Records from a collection
- - - - -
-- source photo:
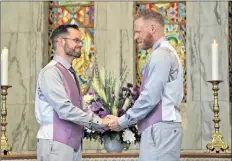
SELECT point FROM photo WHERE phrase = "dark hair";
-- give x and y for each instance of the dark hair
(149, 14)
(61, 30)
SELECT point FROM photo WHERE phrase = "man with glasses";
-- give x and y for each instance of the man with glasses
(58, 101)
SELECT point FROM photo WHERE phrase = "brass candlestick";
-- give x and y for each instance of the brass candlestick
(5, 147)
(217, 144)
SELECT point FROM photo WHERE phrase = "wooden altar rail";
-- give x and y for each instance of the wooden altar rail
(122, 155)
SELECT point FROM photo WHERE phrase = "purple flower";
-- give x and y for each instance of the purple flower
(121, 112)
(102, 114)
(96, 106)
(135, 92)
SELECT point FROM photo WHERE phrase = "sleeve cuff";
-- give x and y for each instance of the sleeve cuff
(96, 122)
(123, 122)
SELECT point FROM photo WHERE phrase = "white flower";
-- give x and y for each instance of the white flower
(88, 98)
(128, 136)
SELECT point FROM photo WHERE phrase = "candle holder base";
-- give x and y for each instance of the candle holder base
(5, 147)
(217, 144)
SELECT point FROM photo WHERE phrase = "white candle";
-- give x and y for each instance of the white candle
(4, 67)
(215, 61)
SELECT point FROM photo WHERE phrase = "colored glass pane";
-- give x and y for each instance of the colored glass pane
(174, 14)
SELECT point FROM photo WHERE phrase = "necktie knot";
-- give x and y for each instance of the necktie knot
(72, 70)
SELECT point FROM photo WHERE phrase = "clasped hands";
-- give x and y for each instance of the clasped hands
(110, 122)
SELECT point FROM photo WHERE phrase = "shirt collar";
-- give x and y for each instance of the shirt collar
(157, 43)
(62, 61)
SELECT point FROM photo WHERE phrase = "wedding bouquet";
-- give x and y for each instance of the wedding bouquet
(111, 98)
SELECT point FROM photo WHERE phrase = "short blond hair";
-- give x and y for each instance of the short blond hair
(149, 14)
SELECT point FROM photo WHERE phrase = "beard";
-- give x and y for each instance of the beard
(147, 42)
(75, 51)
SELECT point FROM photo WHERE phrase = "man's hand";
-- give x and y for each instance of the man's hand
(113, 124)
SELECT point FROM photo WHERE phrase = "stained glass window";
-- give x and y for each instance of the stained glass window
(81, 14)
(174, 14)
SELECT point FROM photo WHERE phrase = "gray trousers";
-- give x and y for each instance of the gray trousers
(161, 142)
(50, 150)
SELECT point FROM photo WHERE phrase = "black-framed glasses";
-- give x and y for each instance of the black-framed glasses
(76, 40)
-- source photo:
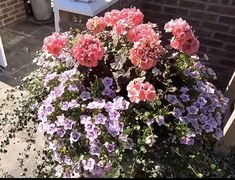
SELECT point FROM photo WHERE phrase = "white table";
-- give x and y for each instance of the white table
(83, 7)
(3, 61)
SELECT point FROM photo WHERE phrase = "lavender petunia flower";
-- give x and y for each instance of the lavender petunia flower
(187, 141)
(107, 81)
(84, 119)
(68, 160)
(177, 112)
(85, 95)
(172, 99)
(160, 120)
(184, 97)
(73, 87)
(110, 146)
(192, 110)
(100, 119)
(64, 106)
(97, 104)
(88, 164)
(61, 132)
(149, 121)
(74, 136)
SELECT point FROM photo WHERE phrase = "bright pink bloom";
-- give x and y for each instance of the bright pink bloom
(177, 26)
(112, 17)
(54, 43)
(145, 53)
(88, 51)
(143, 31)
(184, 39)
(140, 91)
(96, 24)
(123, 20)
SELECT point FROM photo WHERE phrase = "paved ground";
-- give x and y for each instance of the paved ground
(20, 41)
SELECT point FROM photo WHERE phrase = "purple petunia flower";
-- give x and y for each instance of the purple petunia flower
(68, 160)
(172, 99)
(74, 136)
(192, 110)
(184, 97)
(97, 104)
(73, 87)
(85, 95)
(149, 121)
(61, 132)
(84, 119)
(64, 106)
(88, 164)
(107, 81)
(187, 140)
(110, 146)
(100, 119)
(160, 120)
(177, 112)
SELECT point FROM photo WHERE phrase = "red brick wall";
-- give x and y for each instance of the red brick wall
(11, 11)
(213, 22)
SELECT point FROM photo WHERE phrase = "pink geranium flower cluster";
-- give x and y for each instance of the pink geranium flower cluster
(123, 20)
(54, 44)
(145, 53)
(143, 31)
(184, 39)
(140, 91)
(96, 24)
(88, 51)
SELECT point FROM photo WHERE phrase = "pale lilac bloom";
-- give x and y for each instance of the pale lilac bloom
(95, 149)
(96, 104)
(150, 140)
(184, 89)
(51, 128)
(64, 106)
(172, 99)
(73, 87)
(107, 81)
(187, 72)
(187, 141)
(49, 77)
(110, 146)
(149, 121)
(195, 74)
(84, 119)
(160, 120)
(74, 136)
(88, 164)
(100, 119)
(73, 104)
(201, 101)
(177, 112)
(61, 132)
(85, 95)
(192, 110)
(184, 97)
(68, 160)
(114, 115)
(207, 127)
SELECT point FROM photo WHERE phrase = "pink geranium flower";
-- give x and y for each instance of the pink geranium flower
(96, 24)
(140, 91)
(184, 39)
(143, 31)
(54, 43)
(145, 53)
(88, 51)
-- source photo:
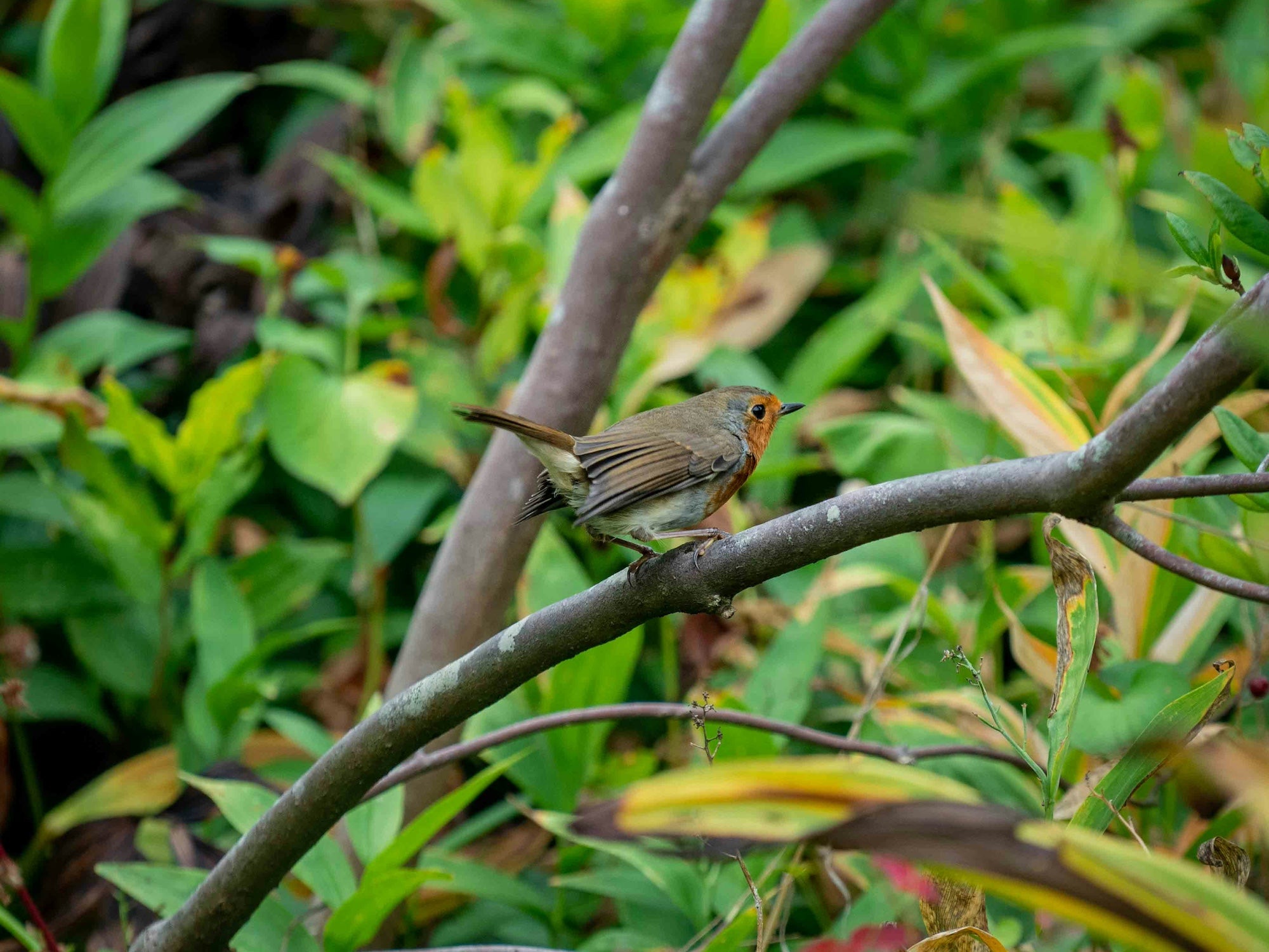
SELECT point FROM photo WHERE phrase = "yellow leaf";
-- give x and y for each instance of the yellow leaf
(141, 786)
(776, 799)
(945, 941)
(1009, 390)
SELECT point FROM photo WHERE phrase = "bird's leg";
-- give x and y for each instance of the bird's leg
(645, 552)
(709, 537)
- - - - -
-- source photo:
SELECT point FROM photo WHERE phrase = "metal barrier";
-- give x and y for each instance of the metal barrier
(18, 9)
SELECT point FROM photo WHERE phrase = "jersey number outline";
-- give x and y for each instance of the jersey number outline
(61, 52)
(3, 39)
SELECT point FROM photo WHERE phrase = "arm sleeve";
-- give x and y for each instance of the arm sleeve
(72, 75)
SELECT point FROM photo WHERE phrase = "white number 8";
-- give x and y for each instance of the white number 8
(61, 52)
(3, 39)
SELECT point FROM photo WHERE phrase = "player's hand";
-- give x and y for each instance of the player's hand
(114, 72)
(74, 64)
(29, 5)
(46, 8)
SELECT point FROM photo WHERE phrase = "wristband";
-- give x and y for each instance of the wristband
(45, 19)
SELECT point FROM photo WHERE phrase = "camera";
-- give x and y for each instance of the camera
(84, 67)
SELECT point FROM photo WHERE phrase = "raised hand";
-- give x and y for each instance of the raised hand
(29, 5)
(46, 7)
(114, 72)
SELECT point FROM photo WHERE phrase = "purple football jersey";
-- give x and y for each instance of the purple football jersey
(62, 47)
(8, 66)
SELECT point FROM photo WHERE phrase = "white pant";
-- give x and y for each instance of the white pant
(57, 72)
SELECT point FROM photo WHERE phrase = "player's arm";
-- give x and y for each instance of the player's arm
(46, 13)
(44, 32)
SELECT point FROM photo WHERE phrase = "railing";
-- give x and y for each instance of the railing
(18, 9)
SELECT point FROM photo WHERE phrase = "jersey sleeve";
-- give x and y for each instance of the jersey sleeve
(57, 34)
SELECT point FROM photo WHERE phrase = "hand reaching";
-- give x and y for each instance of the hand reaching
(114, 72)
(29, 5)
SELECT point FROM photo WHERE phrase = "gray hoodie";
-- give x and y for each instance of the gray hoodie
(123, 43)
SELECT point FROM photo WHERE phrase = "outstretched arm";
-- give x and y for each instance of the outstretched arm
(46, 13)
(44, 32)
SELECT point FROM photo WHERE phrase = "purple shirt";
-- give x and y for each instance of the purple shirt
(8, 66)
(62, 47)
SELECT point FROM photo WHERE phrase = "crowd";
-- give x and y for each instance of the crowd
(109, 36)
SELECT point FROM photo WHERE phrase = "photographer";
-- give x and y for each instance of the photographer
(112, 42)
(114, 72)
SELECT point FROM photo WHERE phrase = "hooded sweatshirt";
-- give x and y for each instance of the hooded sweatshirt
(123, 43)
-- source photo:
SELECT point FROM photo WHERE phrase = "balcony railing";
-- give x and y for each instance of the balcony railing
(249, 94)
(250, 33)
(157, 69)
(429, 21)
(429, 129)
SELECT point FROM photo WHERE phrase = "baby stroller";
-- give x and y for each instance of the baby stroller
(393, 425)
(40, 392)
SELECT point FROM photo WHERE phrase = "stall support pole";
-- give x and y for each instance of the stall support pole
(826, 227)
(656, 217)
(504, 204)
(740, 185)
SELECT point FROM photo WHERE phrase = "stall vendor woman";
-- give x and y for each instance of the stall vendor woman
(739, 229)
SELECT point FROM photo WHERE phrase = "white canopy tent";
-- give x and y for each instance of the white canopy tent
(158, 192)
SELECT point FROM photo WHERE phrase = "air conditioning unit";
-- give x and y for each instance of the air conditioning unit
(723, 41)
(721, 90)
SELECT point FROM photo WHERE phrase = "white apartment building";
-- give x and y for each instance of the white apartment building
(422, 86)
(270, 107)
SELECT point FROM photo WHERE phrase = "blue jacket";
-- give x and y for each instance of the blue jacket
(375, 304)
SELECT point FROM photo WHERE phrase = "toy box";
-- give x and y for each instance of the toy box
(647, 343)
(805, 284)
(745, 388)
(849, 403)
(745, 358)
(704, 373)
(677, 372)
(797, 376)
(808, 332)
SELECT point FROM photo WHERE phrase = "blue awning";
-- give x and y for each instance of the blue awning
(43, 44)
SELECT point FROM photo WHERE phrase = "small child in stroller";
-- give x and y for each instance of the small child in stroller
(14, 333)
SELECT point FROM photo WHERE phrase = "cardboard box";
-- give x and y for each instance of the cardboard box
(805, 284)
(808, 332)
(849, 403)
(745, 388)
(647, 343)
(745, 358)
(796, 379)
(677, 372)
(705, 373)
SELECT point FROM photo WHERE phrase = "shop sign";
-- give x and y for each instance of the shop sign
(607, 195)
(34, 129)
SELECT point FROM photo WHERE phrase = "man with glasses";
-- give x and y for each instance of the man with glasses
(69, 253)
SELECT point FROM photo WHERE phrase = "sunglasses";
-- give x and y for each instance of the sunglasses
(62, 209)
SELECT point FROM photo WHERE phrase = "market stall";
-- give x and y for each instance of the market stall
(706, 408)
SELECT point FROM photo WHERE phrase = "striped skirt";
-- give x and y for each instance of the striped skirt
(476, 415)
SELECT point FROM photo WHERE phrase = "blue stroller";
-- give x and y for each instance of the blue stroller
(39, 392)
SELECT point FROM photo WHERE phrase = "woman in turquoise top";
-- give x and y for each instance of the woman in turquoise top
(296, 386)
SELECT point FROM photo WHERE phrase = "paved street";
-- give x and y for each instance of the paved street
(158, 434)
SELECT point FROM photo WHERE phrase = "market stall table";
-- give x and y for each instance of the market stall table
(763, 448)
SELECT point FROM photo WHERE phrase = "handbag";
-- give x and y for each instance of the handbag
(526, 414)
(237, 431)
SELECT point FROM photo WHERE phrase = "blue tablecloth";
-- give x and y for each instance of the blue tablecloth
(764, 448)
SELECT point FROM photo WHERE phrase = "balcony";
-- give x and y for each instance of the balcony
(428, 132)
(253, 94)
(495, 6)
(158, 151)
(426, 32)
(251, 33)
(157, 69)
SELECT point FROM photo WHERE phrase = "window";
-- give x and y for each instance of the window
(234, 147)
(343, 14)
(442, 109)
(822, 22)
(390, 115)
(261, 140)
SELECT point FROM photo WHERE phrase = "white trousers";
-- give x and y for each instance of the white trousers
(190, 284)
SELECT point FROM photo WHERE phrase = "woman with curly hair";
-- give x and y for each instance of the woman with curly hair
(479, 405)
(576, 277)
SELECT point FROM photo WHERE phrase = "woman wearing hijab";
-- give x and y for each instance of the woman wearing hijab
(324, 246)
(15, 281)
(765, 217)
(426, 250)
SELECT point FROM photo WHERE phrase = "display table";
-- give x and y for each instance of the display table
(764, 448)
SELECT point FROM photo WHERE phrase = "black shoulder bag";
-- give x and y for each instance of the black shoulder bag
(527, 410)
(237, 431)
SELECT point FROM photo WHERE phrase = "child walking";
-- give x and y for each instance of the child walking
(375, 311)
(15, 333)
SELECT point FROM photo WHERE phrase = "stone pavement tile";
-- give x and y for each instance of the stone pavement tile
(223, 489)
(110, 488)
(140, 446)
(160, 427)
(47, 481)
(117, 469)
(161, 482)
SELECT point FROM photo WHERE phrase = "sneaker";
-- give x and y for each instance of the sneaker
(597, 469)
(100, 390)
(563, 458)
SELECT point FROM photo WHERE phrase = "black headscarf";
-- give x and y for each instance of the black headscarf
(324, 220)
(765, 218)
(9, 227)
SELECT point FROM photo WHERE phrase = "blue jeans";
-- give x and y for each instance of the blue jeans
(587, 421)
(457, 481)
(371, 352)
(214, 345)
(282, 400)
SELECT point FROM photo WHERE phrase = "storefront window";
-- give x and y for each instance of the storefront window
- - - - -
* _Try it_:
Report all lines in the records that include the string "storefront".

* _Your response_:
SELECT point FROM photo WHERE phrase = "storefront window";
-- give x and y for each instance of the storefront window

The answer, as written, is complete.